### PROMPT
Render the lines below as a numbered list, omitting any blank lines.

○ ○ ○

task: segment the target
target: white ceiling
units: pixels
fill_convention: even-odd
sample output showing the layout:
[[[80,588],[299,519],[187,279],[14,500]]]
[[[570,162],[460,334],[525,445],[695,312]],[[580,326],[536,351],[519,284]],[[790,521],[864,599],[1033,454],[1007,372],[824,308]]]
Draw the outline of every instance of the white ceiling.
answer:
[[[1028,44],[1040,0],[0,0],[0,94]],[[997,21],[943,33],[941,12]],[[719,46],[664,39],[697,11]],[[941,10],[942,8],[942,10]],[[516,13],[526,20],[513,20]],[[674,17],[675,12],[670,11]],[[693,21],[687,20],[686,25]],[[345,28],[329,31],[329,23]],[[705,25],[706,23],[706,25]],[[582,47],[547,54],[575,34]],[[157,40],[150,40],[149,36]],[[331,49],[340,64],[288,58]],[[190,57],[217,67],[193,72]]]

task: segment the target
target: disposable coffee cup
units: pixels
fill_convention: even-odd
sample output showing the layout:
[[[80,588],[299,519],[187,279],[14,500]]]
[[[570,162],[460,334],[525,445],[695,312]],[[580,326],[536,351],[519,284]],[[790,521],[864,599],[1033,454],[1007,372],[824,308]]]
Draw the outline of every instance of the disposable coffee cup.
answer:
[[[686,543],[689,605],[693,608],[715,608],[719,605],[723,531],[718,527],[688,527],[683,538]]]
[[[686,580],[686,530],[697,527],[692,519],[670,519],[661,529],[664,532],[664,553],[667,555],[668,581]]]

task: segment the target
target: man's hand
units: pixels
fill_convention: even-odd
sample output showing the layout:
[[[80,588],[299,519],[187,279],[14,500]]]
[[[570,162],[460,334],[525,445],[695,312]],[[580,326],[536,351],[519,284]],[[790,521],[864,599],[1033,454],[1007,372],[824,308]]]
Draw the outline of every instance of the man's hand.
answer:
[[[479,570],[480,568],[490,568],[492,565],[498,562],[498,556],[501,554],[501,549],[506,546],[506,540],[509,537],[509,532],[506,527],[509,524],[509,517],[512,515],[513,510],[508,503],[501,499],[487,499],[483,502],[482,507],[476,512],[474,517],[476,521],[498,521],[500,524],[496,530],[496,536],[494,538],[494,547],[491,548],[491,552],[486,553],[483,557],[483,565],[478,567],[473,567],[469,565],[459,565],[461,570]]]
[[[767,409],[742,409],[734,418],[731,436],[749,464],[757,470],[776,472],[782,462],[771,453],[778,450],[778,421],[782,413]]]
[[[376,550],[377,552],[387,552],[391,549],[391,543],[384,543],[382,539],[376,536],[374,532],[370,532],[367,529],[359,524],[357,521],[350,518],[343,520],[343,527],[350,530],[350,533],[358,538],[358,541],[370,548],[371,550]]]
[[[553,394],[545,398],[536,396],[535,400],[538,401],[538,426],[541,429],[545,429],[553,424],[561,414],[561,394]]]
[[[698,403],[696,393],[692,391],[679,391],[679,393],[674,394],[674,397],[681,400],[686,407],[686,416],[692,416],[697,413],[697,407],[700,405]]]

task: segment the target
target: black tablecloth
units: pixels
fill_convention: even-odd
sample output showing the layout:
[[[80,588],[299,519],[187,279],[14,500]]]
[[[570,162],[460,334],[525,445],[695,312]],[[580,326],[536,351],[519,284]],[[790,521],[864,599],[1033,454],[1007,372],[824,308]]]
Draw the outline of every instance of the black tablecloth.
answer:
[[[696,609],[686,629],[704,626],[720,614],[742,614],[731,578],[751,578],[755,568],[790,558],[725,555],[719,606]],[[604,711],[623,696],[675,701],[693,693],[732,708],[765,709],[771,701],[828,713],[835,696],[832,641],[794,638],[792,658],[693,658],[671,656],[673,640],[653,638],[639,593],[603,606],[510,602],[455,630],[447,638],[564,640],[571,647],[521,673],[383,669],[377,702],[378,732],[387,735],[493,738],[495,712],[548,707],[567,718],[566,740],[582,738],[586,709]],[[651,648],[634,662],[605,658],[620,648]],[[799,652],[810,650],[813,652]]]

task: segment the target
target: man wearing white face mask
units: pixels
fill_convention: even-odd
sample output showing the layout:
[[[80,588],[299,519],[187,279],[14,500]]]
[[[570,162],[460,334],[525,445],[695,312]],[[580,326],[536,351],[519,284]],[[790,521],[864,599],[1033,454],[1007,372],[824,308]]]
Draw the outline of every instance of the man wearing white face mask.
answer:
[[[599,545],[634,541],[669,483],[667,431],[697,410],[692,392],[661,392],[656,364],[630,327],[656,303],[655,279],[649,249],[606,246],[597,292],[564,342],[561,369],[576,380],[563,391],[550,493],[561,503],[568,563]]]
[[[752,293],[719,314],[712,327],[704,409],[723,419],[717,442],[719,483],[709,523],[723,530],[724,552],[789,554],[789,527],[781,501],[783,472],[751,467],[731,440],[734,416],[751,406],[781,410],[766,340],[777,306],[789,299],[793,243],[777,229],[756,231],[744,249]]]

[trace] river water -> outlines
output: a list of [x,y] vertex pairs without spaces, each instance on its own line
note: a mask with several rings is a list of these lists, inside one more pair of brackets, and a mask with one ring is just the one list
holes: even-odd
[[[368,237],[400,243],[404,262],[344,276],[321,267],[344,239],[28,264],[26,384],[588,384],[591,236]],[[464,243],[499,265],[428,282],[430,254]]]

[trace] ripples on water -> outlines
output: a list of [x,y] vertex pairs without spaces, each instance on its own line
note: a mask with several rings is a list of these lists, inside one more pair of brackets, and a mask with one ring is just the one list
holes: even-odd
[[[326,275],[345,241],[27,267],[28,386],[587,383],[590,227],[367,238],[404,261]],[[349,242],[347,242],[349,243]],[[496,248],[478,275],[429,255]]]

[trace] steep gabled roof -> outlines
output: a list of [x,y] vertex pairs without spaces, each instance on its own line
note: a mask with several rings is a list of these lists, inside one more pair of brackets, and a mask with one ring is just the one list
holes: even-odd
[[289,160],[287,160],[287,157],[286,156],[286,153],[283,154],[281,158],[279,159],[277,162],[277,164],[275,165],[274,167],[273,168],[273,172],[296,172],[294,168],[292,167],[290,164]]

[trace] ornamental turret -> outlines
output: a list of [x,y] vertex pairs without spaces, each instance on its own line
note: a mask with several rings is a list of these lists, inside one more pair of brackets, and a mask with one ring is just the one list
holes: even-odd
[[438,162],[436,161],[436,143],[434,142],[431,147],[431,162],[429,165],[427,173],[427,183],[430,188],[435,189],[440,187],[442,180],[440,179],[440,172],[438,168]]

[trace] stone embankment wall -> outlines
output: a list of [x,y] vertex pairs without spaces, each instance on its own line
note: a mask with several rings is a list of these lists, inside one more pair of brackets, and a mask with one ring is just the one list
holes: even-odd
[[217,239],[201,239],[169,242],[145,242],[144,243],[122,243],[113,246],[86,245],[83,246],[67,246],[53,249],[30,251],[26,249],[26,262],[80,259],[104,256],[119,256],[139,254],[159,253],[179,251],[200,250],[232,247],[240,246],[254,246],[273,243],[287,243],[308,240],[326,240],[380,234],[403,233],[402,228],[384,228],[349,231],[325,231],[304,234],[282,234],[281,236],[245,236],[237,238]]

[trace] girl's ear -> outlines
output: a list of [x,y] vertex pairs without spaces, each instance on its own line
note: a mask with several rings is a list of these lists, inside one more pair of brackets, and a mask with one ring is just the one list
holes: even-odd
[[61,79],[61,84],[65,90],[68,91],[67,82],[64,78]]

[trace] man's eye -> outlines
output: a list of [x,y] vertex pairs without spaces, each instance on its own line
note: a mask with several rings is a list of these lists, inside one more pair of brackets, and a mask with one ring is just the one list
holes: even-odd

○ ○ ○

### ANSWER TO THIS TASK
1. task: segment the target
2. target: white ceiling
3. units: pixels
4. fill_convention: even-odd
5. sample output showing the layout:
6. [[[80,588],[299,519],[187,279],[14,500]]]
7. [[[570,162],[460,334],[525,445],[695,312]],[[580,326],[536,351],[519,284]],[[790,521],[864,599],[1033,454],[1007,372],[824,308]]]
8. Draw the outline of every instance of the white ceiling.
9. answer:
10. [[[1028,44],[1040,0],[0,0],[0,94]],[[997,21],[943,33],[941,12]],[[719,46],[664,39],[697,11]],[[941,10],[942,8],[942,10]],[[516,13],[526,20],[513,20]],[[674,17],[675,12],[670,11]],[[693,21],[687,20],[686,25]],[[345,28],[329,31],[329,23]],[[705,25],[706,23],[706,25]],[[582,47],[547,54],[575,34]],[[157,40],[150,40],[149,36]],[[331,49],[340,64],[288,58]],[[190,57],[217,67],[193,72]]]
11. task: segment the target
12. target: disposable coffee cup
13. units: pixels
14. fill_convention: even-odd
15. sample output showing the layout:
16. [[[80,588],[299,519],[187,279],[14,500]]]
17. [[[570,162],[460,334],[525,445],[695,312]],[[580,326],[536,351],[519,284]],[[790,521],[864,599],[1033,454],[1007,372],[824,308]]]
18. Draw the outline of every instance of the disposable coffee cup.
19. answer:
20. [[[686,543],[689,605],[693,608],[715,608],[719,605],[723,531],[718,527],[688,527],[683,538]]]
21. [[[686,580],[686,530],[697,527],[692,519],[670,519],[661,529],[664,532],[664,553],[667,555],[668,581]]]
22. task: segment the target
23. target: man's hand
24. units: pixels
25. fill_convention: even-odd
26. sample output showing the layout:
27. [[[80,588],[299,519],[187,279],[14,500]]]
28. [[[570,162],[460,334],[525,445],[695,312]],[[580,326],[536,351],[519,284]],[[790,521],[864,599],[1033,454],[1007,372],[824,308]]]
29. Draw the outline of every instance of the man's hand.
30. answer:
31. [[[479,570],[480,568],[490,568],[492,565],[498,562],[498,556],[501,554],[501,549],[506,546],[506,540],[509,537],[509,532],[506,527],[509,524],[509,517],[512,515],[513,510],[508,503],[501,499],[487,499],[483,502],[482,507],[476,512],[474,517],[476,521],[498,521],[500,524],[496,530],[496,536],[494,538],[494,547],[491,548],[491,552],[486,553],[483,557],[483,565],[478,567],[473,567],[469,565],[459,565],[461,570]]]
32. [[[767,409],[742,409],[734,418],[731,436],[749,464],[757,470],[776,472],[782,462],[771,453],[778,450],[778,421],[782,413]]]
33. [[[376,550],[377,552],[387,552],[391,549],[391,543],[384,543],[382,539],[376,536],[374,532],[370,532],[367,529],[359,524],[357,521],[350,518],[343,520],[343,527],[350,530],[350,533],[358,538],[358,541],[370,548],[371,550]]]
34. [[[553,394],[545,398],[536,396],[535,400],[538,401],[538,426],[541,429],[545,429],[553,424],[561,414],[561,394]]]
35. [[[698,403],[696,393],[692,391],[679,391],[679,393],[674,394],[674,397],[681,400],[686,407],[686,416],[692,416],[697,413],[697,407],[700,405]]]
36. task: segment the target
37. target: black tablecloth
38. units: pixels
39. fill_convention: even-odd
40. sample output showing the layout:
41. [[[80,588],[299,519],[187,279],[14,500]]]
42. [[[570,162],[460,334],[525,445],[695,312]],[[580,326],[536,351],[519,284]],[[790,521],[864,599],[1033,454],[1007,372],[824,308]]]
43. Draw the outline of every instance of the black tablecloth.
44. answer:
45. [[[696,609],[686,629],[704,626],[720,614],[742,614],[731,578],[751,578],[755,568],[790,558],[725,555],[719,606]],[[604,711],[623,696],[675,701],[693,693],[732,708],[765,709],[771,701],[828,713],[835,696],[832,641],[794,638],[792,658],[693,658],[671,656],[673,640],[653,638],[639,593],[603,606],[510,602],[455,630],[447,638],[564,640],[571,647],[521,673],[383,669],[377,702],[378,732],[387,735],[493,738],[495,712],[548,707],[567,718],[566,740],[582,738],[586,709]],[[651,648],[634,662],[605,658],[620,648]],[[799,652],[810,650],[813,652]]]
46. task: segment the target
47. target: man wearing white face mask
48. units: pixels
49. fill_convention: even-odd
50. sample output showing the layout:
51. [[[80,588],[299,519],[187,279],[14,500]]]
52. [[[570,162],[460,334],[525,445],[695,312]],[[580,326],[536,351],[519,284]],[[790,521],[864,599],[1033,454],[1007,372],[824,308]]]
53. Draw the outline of every instance of the man wearing white face mask.
54. answer:
55. [[[599,545],[634,541],[669,483],[667,431],[697,410],[692,392],[661,392],[656,364],[630,327],[656,303],[655,279],[649,249],[606,246],[597,292],[564,342],[561,369],[576,380],[563,391],[550,493],[561,503],[568,563]]]
56. [[[752,293],[719,314],[712,327],[704,409],[723,419],[717,442],[719,483],[709,523],[723,530],[724,552],[789,554],[789,527],[781,501],[783,472],[751,467],[731,440],[734,416],[751,406],[781,410],[766,340],[777,306],[789,299],[793,243],[777,229],[756,231],[744,249]]]
57. [trace] river water -> outlines
58. output: a list of [x,y] vertex pairs without spaces, each instance on its own line
59. note: a mask with several rings is a list of these lists, inside one more pair of brackets, and a mask with one ring is just the one list
60. holes: even-odd
61. [[[368,237],[400,243],[404,262],[344,276],[321,267],[344,239],[28,264],[26,384],[588,384],[591,236]],[[464,243],[499,265],[428,282],[430,254]]]
62. [trace] ripples on water -> outlines
63. output: a list of [x,y] vertex pairs without spaces, each instance on its own line
64. note: a mask with several rings is a list of these lists, inside one more pair of brackets, and a mask with one ring is just the one list
65. holes: even-odd
66. [[[326,275],[345,241],[27,267],[28,386],[587,383],[590,227],[367,238],[404,261]],[[349,242],[347,242],[349,243]],[[496,248],[478,275],[429,255]]]
67. [trace] steep gabled roof -> outlines
68. output: a list of [x,y] vertex pairs without spaces, each instance on its own line
69. note: a mask with several rings is a list of these lists, inside one more pair of brackets, and a mask with one ring is just the one list
70. holes: even-odd
71. [[289,160],[287,160],[287,157],[286,156],[286,153],[283,154],[281,158],[279,159],[277,162],[277,164],[275,165],[274,167],[273,168],[273,172],[296,172],[294,168],[292,167],[290,164]]
72. [trace] ornamental turret -> outlines
73. output: a list of [x,y] vertex pairs without spaces, each instance on its own line
74. note: a mask with several rings is a list of these lists, inside one more pair of brackets, and a mask with one ring is just the one list
75. holes: even-odd
76. [[438,162],[436,161],[436,143],[434,142],[431,147],[431,162],[429,165],[427,173],[427,183],[430,188],[435,189],[440,187],[442,180],[440,179],[440,172],[438,168]]
77. [trace] stone embankment wall -> outlines
78. output: a list of [x,y] vertex pairs without spaces, each instance on its own line
79. note: a mask with several rings is a list of these lists, inside one more pair of brackets, and a mask with one ring is just the one list
80. holes: even-odd
81. [[217,239],[201,239],[169,242],[145,242],[144,243],[122,243],[113,246],[86,245],[83,246],[67,246],[53,249],[30,251],[26,249],[26,262],[80,259],[104,256],[119,256],[139,254],[159,253],[179,251],[200,250],[232,247],[240,246],[254,246],[273,243],[287,243],[308,240],[326,240],[380,234],[403,233],[402,228],[384,228],[349,231],[325,231],[304,234],[282,234],[281,236],[245,236],[237,238]]
82. [trace] girl's ear -> outlines
83. output: a list of [x,y] vertex pairs without spaces, each instance on its own line
84. note: a mask with several rings is a list of these lists, inside one more pair of brackets, and a mask with one ring is just the one list
85. holes: even-odd
86. [[61,79],[61,84],[65,90],[68,91],[67,82],[64,78]]
87. [trace] man's eye -> outlines
88. output: a list of [x,y] vertex pairs without spaces, each instance on its own line
89. note: a mask with several rings is a list of these lists, inside one more pair of brackets, and a mask with one ring is just the one list
90. holes: even-odd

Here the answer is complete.